### TASK INPUTS
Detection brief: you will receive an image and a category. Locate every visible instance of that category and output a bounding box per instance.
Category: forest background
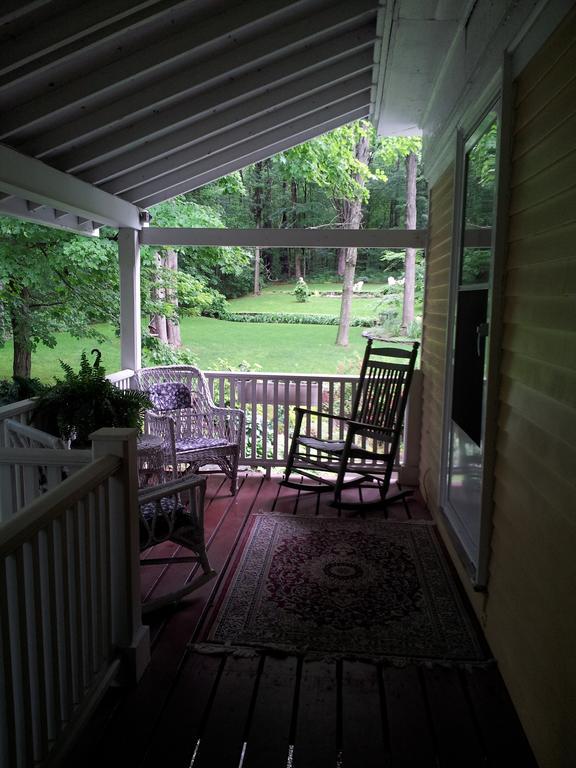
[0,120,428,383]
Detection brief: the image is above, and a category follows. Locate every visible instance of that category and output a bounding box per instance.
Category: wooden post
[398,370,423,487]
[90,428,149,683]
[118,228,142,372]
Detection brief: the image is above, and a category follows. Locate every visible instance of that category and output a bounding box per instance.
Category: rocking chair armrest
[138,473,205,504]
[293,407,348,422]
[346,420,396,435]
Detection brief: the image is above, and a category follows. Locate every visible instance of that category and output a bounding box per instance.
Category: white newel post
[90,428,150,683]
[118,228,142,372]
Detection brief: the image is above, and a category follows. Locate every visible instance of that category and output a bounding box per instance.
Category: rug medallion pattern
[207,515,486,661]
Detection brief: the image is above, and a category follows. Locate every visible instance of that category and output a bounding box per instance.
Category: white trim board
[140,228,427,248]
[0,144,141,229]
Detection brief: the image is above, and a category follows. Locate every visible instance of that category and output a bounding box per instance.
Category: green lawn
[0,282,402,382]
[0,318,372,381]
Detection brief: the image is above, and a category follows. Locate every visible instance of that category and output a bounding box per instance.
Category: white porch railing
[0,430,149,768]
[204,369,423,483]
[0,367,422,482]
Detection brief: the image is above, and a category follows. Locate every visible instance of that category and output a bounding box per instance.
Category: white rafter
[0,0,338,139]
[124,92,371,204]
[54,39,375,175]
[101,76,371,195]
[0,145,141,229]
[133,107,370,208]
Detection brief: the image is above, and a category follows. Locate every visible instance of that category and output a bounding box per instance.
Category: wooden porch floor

### WHAT THIS TASK INVOLVES
Retype the full listing exactly; pictures stay out.

### COMPLETED EXERCISE
Detection brief: you will receive an image and a category. Locate every visible instance of that category and output a bounding box per instance.
Category: forest background
[0,120,428,383]
Detection brief: the image is above, and a category follows. Locate every visible instance of that category and output a bounding box per instance.
Category: wooden post
[398,370,423,487]
[90,428,149,683]
[118,228,142,372]
Detection brief: the image is above, and a category follows. Locate every visible instance of that category and output a bounding box per instance.
Category: rocking chair armrest
[138,473,205,504]
[293,407,348,422]
[346,420,396,435]
Detection brief: the image is above, and a category follows. Locate every visible instance of that category and output a bounding box per instance.
Category: white newel post
[90,428,150,683]
[118,228,142,372]
Detection brief: the image is above, and a category follows. Locate every visible instance of that category and output a bounding box per instance.
Category: rug medallion pattern
[207,515,486,661]
Detection brief: the image is above, and a category follows. Locate every visible instance of that category and output a bounding box per instance.
Category: white trim board
[140,228,427,248]
[0,144,141,229]
Detection brief: the image is above, and a category follows. Locate every visible instance of that category and output a bounding box per instance.
Category: green lawn
[0,282,402,382]
[0,318,372,381]
Detection brief: the image is above, and a category follows. Locate every visible instance of that category and output a bounding box per instance.
Category: white porch railing
[0,430,149,768]
[204,369,423,483]
[0,367,422,482]
Detection brief: the image is above, and a category follows. Locate every visible instance of that category and output a bounding box per instance.
Category: white rafter
[0,0,338,139]
[124,92,371,204]
[54,39,375,175]
[101,76,371,195]
[0,145,141,229]
[133,107,370,208]
Detection brief: the image is above, and a category follows. Locate every visible instance of that category and output a bounding box per instance.
Category: wooden porch floor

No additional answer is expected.